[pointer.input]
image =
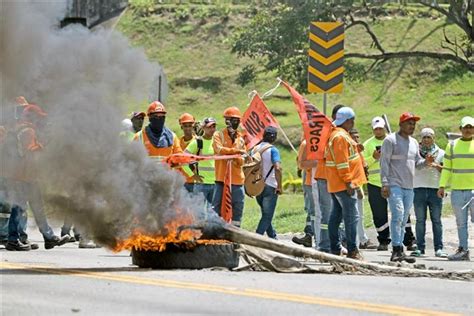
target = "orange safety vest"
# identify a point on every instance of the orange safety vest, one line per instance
(223, 145)
(343, 161)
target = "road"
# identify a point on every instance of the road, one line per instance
(68, 280)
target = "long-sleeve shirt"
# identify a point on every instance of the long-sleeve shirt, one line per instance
(398, 160)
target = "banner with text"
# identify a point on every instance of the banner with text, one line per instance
(255, 119)
(316, 125)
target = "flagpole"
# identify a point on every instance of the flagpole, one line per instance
(288, 140)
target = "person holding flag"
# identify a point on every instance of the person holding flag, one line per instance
(229, 201)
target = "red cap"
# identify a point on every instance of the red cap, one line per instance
(408, 116)
(33, 108)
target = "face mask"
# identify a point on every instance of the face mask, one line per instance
(234, 123)
(157, 123)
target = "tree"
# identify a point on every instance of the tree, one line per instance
(278, 33)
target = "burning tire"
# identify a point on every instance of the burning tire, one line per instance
(200, 257)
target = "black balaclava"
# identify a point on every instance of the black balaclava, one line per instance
(232, 122)
(157, 123)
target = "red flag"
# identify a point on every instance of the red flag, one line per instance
(255, 119)
(316, 125)
(226, 203)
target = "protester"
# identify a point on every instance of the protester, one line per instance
(378, 204)
(137, 119)
(204, 171)
(24, 187)
(399, 156)
(272, 173)
(345, 173)
(229, 141)
(186, 121)
(362, 240)
(159, 140)
(308, 167)
(426, 183)
(458, 175)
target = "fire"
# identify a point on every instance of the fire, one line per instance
(158, 242)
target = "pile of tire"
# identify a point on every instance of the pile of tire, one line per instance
(201, 257)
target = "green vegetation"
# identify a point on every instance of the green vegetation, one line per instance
(193, 44)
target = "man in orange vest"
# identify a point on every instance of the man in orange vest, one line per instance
(187, 121)
(345, 173)
(230, 141)
(159, 141)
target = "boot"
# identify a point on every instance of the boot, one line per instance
(55, 241)
(306, 240)
(460, 255)
(17, 246)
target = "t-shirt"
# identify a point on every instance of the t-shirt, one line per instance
(206, 167)
(269, 158)
(399, 157)
(428, 177)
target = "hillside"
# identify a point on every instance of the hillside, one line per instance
(192, 42)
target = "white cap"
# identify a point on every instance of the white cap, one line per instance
(378, 122)
(427, 132)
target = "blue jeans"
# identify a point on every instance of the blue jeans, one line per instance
(427, 198)
(343, 206)
(238, 196)
(461, 201)
(267, 201)
(325, 205)
(207, 190)
(309, 208)
(400, 202)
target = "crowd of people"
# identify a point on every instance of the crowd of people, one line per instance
(395, 170)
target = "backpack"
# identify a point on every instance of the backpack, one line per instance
(254, 180)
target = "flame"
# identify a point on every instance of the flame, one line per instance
(158, 242)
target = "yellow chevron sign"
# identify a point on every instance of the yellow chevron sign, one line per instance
(326, 57)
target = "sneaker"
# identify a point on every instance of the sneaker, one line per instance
(33, 246)
(382, 247)
(441, 254)
(460, 255)
(55, 241)
(17, 246)
(368, 245)
(356, 255)
(306, 240)
(417, 253)
(86, 243)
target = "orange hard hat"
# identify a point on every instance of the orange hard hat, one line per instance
(33, 108)
(186, 118)
(233, 111)
(155, 107)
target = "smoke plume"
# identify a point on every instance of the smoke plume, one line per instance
(82, 79)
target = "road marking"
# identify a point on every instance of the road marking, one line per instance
(280, 296)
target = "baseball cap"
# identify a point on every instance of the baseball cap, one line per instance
(137, 114)
(408, 116)
(378, 122)
(343, 114)
(209, 121)
(467, 120)
(427, 132)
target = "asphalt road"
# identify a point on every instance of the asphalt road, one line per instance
(68, 280)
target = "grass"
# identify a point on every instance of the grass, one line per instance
(192, 43)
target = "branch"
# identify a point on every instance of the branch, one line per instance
(367, 28)
(393, 55)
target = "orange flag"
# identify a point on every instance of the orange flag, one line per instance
(226, 203)
(255, 119)
(316, 125)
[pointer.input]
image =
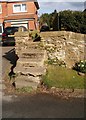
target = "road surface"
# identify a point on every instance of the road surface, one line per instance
(38, 105)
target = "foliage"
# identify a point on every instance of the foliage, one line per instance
(66, 20)
(61, 77)
(80, 66)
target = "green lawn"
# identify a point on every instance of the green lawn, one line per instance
(63, 78)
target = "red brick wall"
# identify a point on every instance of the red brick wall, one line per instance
(7, 10)
(4, 11)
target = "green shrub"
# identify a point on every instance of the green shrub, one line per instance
(80, 66)
(35, 35)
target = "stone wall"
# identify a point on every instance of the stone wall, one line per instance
(65, 46)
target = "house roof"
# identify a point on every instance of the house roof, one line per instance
(17, 17)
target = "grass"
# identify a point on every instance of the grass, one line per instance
(62, 77)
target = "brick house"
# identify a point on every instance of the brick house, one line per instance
(19, 13)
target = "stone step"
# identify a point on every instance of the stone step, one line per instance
(30, 62)
(32, 71)
(27, 81)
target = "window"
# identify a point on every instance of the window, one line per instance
(0, 9)
(19, 8)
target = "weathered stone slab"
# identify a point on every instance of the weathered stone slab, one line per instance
(24, 81)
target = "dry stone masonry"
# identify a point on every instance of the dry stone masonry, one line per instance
(65, 46)
(30, 65)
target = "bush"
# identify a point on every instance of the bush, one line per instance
(80, 66)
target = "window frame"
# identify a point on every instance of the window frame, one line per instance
(20, 8)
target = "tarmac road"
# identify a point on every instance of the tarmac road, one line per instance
(38, 105)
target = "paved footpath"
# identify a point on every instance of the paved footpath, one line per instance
(39, 105)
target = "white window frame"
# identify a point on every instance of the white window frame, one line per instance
(21, 8)
(1, 8)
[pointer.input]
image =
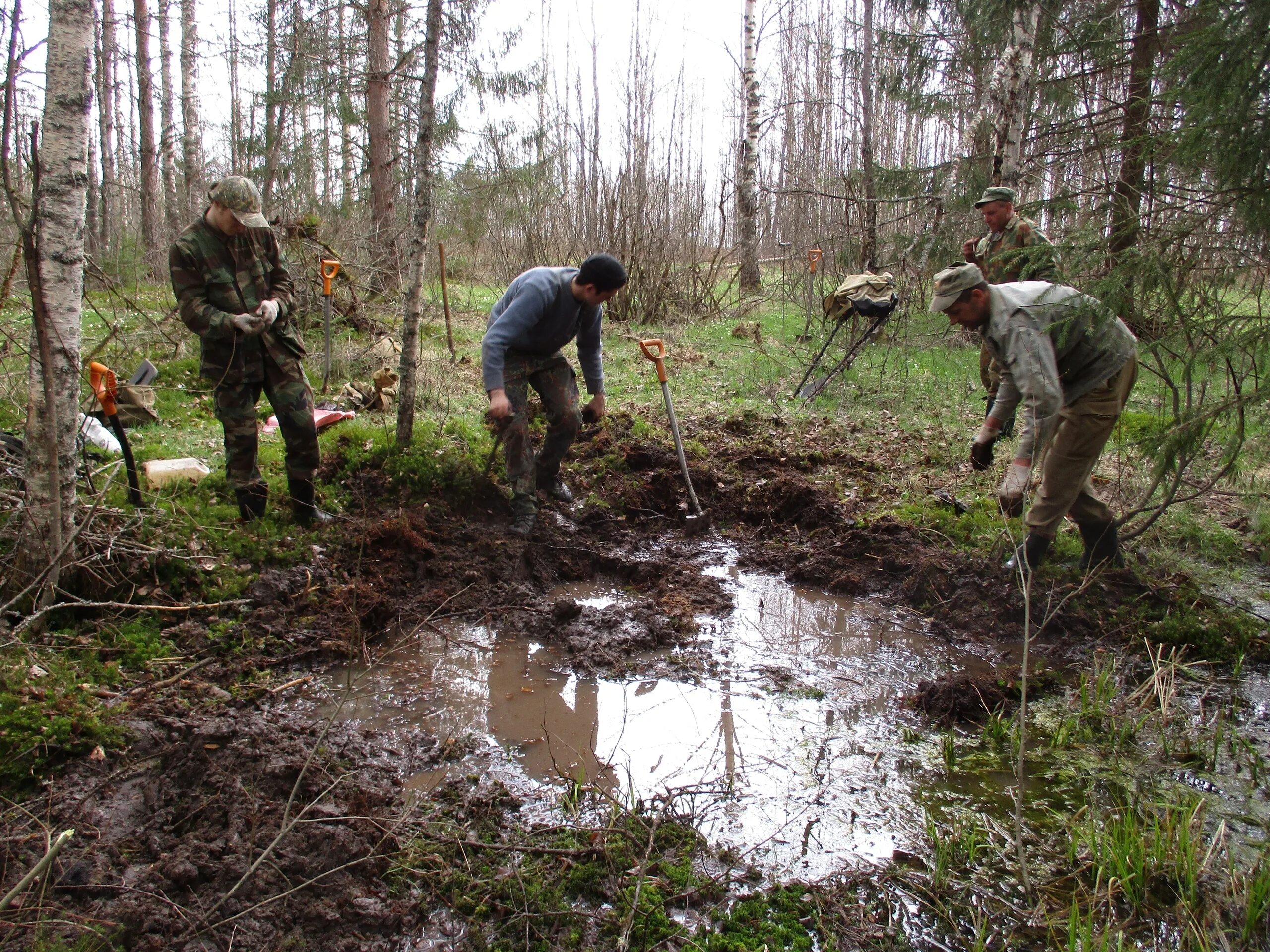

---------------

● **Your goal**:
Please work out how many of the lines above contain the string "balaclava", counting only exact matches in case, and give only that number.

● **Exercise output**:
2